EXERCISE AIM: Can you copy out all of the data below word for word, leaving nothing out and changing nothing?

* Start STORED RECORDS *

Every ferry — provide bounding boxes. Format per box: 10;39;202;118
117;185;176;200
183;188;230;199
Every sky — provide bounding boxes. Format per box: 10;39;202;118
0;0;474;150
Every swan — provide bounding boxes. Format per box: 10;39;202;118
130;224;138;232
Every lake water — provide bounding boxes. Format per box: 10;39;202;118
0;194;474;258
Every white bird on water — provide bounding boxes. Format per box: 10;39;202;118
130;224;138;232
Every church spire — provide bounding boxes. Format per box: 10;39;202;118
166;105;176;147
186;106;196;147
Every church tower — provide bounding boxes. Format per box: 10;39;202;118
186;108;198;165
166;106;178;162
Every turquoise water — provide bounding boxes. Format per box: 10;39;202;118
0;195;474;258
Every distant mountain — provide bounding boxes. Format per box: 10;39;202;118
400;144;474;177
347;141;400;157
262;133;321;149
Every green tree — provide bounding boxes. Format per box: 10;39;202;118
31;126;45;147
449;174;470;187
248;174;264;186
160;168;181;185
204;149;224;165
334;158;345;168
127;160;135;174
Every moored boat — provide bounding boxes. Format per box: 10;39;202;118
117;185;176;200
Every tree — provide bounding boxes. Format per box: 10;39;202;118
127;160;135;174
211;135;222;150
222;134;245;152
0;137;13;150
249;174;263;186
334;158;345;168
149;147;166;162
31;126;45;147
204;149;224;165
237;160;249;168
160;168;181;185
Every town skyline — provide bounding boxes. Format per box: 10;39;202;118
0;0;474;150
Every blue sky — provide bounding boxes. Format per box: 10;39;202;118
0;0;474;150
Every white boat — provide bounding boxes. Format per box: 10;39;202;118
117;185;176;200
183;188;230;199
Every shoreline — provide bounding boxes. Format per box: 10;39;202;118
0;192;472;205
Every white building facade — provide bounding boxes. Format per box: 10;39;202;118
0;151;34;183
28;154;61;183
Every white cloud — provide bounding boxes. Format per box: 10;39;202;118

* End STORED RECORDS *

THE ANSWER:
Every ferry — provide bounding boxes. Format per box: 10;39;202;118
117;185;176;200
183;188;230;199
Every sky — provide bounding boxes. Format per box: 10;39;202;118
0;0;474;150
Every swan — provide bounding boxes. Format per box: 10;39;202;118
130;224;138;232
Every lake water — provide bounding boxes. Format per box: 10;39;202;118
0;194;474;258
Every white bird on water — provide bounding boxes. Format per box: 10;39;202;118
130;224;138;232
Every church spire — provide bounding boxes. Format per box: 10;39;202;118
166;105;176;147
186;106;196;147
Every church tower — provide bounding boxes. Format per box: 10;39;202;118
186;108;198;165
166;106;178;162
Every turquoise water — provide bounding boxes. Format per box: 10;39;202;118
0;195;474;258
Every distant mountain — provide bounding boxes. Format per box: 10;39;202;118
400;144;474;177
347;141;400;157
262;133;321;149
Every green tree — provide bounding boxes. Format per box: 10;39;202;118
31;126;45;147
449;174;470;187
248;174;264;186
160;168;181;185
204;149;224;165
334;158;345;168
127;160;135;174
Every moored boat — provide bounding boxes. Format per box: 10;39;202;118
117;185;176;200
Every tree — provide bounding boxes. Format per box: 10;39;202;118
127;160;135;174
211;135;222;150
222;134;245;152
0;137;13;150
249;174;263;186
334;158;345;168
149;147;166;162
31;126;45;147
204;149;224;165
237;160;249;168
160;168;181;185
Every town skyline — provide bounding boxes. Format per box: 10;39;202;118
0;0;474;150
Every blue sky — provide bounding boxes. Format per box: 10;39;202;118
0;0;474;150
Every white boat — provide bounding boxes. Format per box: 10;39;202;118
117;185;176;200
183;188;230;199
Every shoreline — provide bounding boxes. Format per box: 10;39;202;118
0;192;472;205
Every white building facade — provide bounding boxes. Format per box: 10;39;202;118
0;151;34;183
28;154;61;183
Every white cloud — provide bounding boxes. Format per box: 10;39;202;118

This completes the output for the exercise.